Problem to solve —
Please reproduce the lines of the records below from the one holding "Mark every instance of the horse's ear" through the one holding "Mark every instance of the wooden crate", inclusive, skipping all pictures.

═══

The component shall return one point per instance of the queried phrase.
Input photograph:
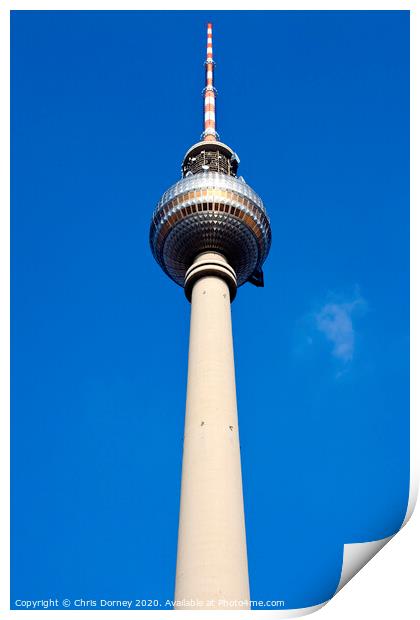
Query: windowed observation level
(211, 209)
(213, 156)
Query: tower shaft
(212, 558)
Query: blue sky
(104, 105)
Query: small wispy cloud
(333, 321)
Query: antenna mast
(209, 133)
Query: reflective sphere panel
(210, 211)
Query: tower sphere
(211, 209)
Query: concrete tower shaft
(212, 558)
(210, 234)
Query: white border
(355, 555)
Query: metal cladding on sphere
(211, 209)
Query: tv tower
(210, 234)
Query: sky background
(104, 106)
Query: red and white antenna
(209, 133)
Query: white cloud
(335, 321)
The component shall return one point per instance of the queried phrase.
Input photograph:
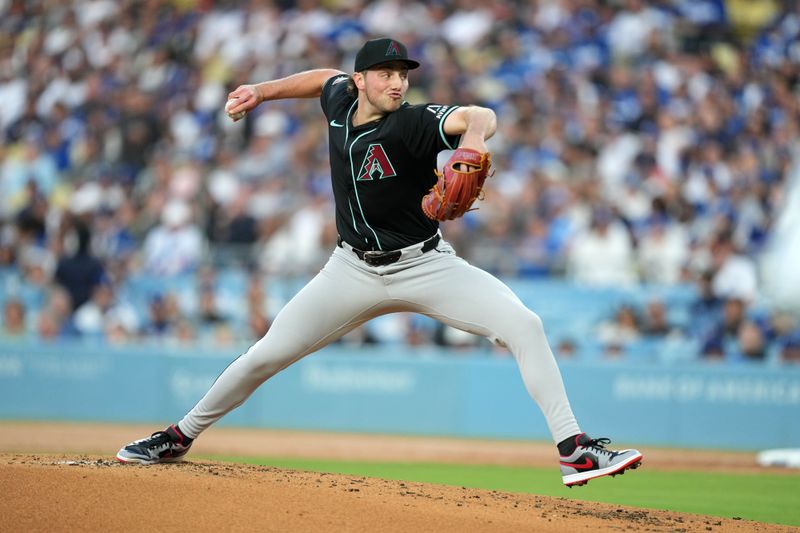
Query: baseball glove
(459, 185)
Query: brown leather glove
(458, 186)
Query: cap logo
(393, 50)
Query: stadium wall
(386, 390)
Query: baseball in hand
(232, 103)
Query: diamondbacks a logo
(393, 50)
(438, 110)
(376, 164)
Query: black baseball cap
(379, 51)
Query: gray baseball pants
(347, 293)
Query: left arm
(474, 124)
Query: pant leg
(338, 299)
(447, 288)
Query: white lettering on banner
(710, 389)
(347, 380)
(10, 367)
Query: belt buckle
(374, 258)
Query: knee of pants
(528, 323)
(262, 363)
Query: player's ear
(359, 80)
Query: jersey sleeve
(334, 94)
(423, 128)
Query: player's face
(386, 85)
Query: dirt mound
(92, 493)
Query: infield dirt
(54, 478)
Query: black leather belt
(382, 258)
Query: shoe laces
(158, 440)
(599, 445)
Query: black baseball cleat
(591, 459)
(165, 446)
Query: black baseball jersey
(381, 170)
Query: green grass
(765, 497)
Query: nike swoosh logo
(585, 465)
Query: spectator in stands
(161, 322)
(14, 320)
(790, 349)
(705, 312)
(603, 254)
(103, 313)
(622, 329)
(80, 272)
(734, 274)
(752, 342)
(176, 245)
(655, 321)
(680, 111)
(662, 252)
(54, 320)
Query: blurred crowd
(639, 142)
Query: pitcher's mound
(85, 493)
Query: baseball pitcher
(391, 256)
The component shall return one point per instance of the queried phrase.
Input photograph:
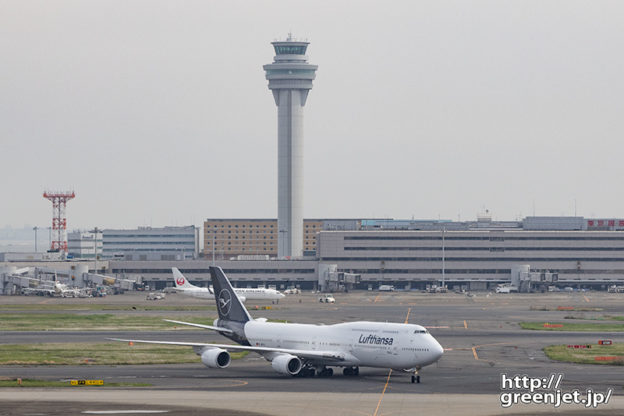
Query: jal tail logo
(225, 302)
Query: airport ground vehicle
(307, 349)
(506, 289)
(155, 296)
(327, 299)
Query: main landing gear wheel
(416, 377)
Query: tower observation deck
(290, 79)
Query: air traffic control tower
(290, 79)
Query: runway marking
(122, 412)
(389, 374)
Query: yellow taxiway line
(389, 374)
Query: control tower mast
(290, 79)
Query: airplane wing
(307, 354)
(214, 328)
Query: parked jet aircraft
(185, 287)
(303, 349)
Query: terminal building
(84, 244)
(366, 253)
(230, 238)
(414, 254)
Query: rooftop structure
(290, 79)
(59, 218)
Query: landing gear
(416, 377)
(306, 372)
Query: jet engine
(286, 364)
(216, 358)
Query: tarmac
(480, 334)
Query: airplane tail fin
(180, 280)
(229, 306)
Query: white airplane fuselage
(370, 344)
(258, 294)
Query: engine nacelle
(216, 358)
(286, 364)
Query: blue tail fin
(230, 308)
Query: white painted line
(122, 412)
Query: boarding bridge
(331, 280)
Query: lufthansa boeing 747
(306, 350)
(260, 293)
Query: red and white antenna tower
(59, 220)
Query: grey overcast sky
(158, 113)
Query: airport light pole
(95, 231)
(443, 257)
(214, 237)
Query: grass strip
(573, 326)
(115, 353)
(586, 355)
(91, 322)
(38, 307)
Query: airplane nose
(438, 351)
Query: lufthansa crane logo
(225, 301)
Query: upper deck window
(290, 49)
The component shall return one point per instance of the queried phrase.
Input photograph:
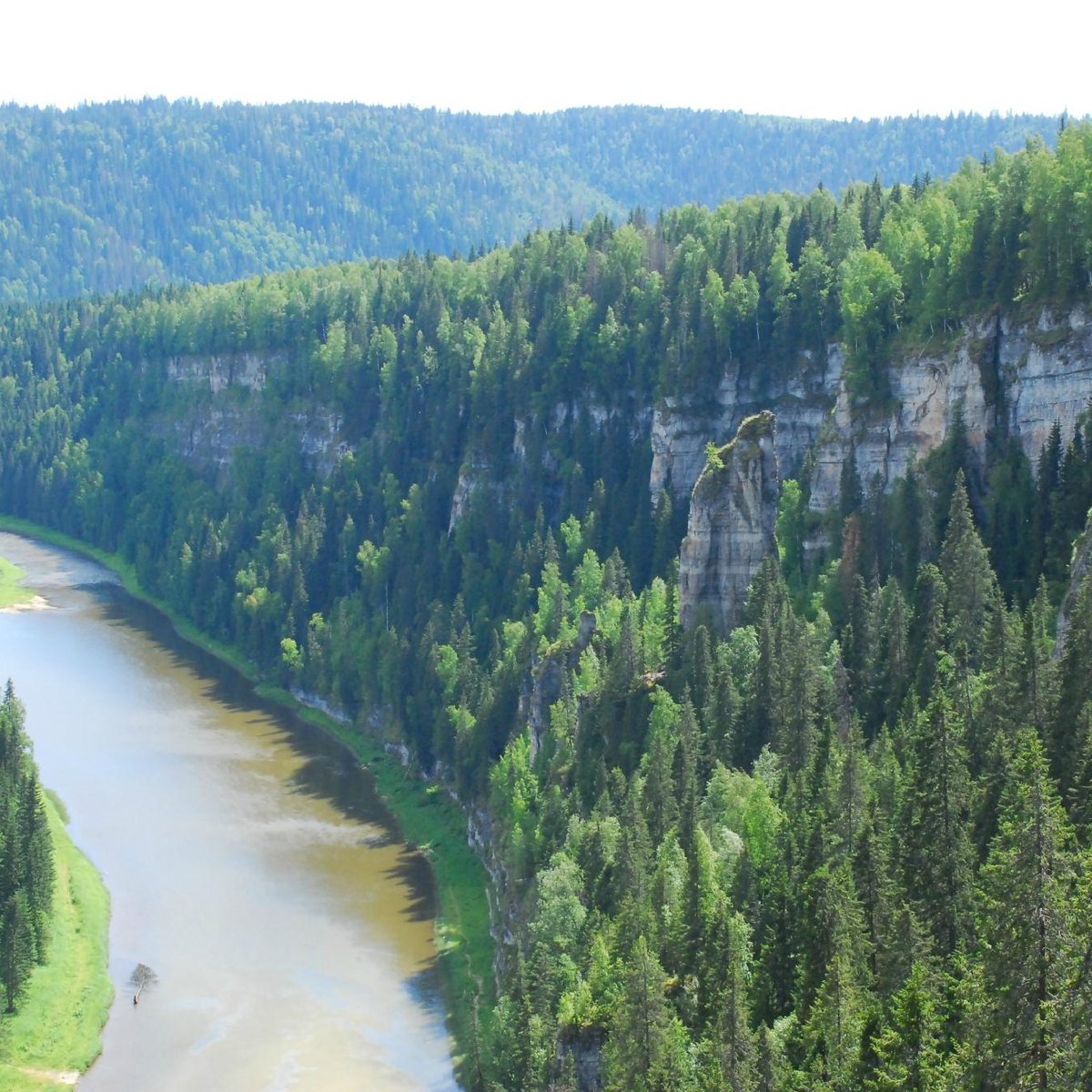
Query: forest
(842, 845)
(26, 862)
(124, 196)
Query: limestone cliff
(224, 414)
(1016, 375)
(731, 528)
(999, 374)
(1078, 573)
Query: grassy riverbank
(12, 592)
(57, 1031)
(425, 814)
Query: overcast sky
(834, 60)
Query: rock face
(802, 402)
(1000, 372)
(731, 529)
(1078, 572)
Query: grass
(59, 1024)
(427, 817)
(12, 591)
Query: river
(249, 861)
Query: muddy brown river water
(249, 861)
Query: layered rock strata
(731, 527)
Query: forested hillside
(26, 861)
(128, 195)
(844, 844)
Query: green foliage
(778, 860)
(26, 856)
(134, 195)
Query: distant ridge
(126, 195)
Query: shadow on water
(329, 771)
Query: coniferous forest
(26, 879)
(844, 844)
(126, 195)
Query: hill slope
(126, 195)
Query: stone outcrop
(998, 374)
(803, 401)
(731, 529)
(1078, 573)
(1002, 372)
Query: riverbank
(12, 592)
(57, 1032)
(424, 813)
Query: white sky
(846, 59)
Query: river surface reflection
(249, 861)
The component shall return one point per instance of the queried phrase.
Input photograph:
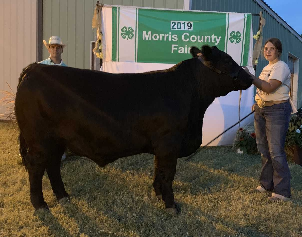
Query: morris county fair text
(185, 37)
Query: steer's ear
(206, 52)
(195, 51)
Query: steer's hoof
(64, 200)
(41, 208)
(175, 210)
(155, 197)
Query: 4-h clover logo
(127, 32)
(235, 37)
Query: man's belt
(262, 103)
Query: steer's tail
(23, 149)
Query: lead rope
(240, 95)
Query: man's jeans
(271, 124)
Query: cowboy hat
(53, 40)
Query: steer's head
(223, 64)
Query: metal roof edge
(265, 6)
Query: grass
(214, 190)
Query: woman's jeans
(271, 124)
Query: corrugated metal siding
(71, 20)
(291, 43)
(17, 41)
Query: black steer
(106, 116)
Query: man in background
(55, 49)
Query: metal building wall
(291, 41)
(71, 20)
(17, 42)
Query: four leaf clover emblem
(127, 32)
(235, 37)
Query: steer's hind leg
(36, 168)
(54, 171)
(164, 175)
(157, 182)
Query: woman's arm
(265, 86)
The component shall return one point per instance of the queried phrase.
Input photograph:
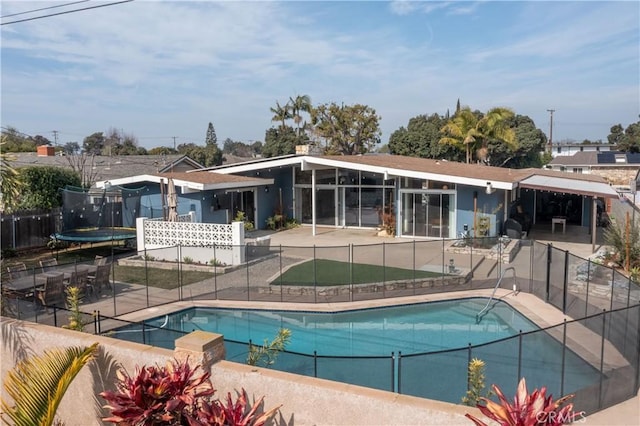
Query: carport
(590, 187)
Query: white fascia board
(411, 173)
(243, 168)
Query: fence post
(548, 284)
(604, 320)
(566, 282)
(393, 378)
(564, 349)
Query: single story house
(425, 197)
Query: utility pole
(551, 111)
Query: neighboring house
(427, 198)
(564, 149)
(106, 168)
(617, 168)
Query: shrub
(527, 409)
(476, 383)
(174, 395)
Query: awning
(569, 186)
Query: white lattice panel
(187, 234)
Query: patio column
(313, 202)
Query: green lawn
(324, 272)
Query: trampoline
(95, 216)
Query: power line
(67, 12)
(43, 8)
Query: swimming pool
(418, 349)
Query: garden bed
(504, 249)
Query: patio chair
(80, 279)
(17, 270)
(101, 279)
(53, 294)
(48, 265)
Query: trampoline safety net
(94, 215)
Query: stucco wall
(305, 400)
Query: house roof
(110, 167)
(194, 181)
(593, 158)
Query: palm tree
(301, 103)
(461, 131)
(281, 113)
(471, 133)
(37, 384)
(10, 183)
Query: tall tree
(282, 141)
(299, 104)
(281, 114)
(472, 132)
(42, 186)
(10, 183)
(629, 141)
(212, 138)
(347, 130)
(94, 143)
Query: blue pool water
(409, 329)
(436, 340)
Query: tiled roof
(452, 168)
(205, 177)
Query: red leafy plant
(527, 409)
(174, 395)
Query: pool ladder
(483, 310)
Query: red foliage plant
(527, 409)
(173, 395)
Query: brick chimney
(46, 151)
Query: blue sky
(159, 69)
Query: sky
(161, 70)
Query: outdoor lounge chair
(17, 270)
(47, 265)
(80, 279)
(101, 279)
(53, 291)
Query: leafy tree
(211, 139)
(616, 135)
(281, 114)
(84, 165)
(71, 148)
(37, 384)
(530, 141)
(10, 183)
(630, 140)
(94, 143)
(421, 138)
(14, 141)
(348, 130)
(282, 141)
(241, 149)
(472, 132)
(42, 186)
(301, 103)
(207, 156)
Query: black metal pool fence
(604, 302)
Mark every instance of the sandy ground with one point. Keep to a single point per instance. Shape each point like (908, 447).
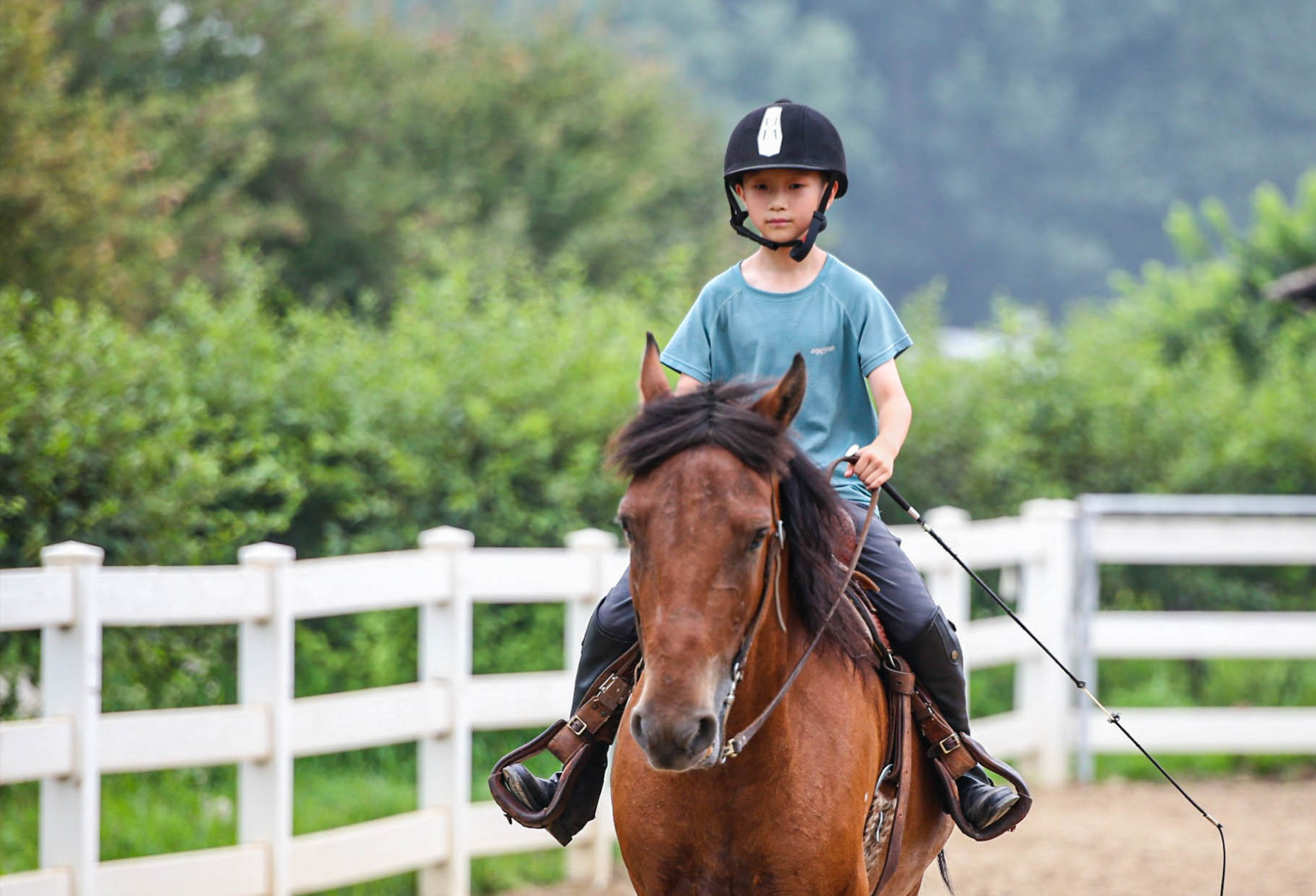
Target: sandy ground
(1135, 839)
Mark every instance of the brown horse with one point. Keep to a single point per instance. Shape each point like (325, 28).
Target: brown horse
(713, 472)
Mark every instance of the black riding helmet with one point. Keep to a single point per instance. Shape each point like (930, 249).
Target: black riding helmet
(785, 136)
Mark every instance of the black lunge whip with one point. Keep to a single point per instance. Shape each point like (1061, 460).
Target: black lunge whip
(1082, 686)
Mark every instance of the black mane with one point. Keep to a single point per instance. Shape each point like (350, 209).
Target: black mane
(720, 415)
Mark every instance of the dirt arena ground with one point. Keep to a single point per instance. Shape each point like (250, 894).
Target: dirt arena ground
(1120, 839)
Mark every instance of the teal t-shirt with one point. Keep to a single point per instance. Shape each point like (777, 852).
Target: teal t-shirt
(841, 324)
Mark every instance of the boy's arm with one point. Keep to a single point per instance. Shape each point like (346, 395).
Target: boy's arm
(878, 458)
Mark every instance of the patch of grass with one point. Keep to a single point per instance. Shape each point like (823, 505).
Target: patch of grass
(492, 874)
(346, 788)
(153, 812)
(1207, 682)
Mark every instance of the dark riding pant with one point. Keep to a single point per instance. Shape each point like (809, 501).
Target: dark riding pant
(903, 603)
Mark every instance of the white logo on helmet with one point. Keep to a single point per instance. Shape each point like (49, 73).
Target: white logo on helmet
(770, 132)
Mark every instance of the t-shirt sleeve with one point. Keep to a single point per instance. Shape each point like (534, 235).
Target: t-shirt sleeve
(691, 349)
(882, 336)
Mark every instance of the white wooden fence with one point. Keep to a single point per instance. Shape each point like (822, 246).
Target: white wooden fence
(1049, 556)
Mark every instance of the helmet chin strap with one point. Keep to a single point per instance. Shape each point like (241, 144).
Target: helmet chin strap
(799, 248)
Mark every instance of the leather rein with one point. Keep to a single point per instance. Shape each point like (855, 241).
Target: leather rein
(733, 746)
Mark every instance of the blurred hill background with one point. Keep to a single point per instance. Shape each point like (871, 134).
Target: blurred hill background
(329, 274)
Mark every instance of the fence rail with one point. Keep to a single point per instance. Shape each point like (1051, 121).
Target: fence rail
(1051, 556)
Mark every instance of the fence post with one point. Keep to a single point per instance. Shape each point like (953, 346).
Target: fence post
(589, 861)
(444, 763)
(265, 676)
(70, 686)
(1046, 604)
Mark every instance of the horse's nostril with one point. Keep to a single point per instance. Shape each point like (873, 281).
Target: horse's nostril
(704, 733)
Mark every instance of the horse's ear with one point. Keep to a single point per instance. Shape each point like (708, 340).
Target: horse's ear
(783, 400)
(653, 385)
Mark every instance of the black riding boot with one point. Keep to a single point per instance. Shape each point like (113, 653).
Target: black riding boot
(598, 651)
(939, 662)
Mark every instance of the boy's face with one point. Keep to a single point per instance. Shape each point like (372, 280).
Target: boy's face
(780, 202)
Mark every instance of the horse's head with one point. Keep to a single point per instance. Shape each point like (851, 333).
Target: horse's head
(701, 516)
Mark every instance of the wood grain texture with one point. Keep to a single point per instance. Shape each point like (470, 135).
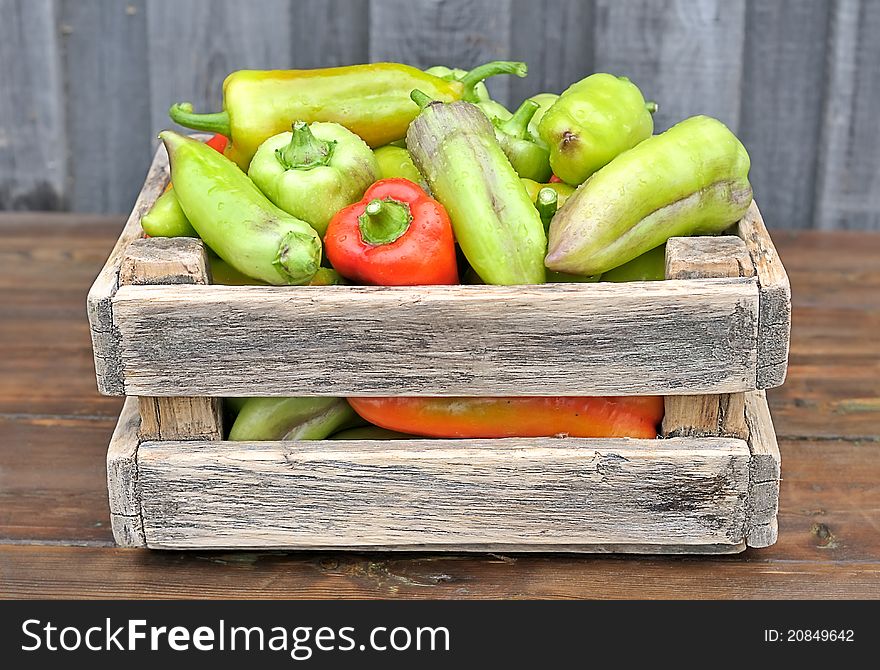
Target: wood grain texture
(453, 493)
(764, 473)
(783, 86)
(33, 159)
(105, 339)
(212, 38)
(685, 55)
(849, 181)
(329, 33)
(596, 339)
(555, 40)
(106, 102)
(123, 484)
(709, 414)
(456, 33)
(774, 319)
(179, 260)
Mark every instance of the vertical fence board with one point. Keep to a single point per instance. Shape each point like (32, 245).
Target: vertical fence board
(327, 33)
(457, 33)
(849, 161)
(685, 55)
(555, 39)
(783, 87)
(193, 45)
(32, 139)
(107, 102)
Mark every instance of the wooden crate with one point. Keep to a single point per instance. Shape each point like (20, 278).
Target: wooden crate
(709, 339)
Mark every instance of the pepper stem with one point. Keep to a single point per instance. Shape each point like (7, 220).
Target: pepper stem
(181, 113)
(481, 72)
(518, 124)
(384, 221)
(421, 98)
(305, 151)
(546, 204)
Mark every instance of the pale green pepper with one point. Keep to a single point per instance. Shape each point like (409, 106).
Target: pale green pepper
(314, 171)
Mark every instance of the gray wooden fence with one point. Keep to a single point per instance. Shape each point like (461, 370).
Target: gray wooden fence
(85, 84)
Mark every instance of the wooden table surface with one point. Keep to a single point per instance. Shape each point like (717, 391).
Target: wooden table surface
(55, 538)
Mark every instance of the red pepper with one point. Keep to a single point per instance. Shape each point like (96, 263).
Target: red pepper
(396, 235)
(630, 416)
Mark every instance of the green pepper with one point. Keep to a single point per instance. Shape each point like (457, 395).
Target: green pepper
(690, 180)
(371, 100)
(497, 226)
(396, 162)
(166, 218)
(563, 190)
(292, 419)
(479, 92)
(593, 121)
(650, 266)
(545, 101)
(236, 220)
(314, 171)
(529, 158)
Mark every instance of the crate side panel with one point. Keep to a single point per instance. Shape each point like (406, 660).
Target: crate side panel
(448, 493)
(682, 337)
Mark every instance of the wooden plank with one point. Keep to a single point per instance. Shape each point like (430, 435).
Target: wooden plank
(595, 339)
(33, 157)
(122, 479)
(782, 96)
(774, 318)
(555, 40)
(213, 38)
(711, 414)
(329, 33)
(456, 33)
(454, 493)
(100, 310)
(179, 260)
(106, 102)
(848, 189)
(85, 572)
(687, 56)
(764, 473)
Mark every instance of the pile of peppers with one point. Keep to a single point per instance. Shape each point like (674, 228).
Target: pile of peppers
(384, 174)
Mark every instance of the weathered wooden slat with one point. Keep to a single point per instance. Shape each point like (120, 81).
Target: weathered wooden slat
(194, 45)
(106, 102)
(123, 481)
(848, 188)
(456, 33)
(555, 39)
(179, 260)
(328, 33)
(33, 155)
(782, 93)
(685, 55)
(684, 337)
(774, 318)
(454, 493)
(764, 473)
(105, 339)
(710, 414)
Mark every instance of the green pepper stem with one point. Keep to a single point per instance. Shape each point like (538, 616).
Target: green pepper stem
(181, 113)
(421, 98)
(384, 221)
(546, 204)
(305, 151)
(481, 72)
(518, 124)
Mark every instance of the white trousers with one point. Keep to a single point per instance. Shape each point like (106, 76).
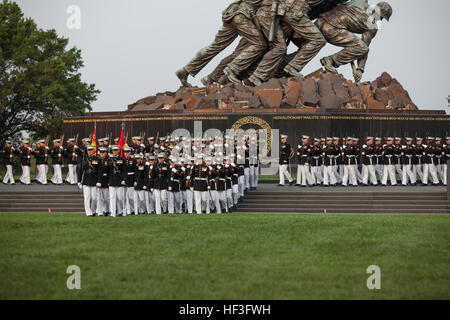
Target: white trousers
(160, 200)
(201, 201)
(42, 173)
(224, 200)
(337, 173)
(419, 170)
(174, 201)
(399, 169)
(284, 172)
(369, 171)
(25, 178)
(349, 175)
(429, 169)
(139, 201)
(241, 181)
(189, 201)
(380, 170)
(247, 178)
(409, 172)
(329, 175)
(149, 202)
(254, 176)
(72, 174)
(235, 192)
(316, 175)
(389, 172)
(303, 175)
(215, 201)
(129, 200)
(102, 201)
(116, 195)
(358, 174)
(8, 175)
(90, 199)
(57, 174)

═══

Task solution —
Mark every instance of the horse's ear with one point. Keep to a single point per instance. Shape each point like (708, 340).
Target: horse's ear
(783, 400)
(653, 385)
Mark every instance of the black riding boot with one point. Keep to a single point per instance. Shape each point like (113, 653).
Target: black riding boot
(598, 651)
(939, 662)
Mark every instance of the boy's face with one point. Keep to a single point per instance. Shape each point like (372, 280).
Target: boy's face
(780, 202)
Mark every instance of the horse's head with one point. Keep to a single point per instance. Shape each point like (851, 333).
Target: horse's head
(701, 516)
Mark every instance of the wood grain texture with one point. Keep to a single point per instance. Shape each point like (470, 135).
Target: wood grain texture
(453, 493)
(764, 473)
(783, 86)
(33, 159)
(105, 339)
(212, 38)
(685, 55)
(849, 181)
(329, 33)
(596, 339)
(555, 40)
(106, 102)
(123, 484)
(709, 414)
(456, 33)
(774, 319)
(179, 260)
Mark every instance of the vertical fence board with one point. Keep to a single point per instance. Shape each point like (32, 245).
Target: vertical fence board
(327, 33)
(457, 33)
(849, 161)
(685, 55)
(555, 39)
(783, 87)
(193, 45)
(32, 139)
(107, 102)
Mark every instance of the wooden crate with one point. Keep to a single point per instance. Shape each point like (20, 278).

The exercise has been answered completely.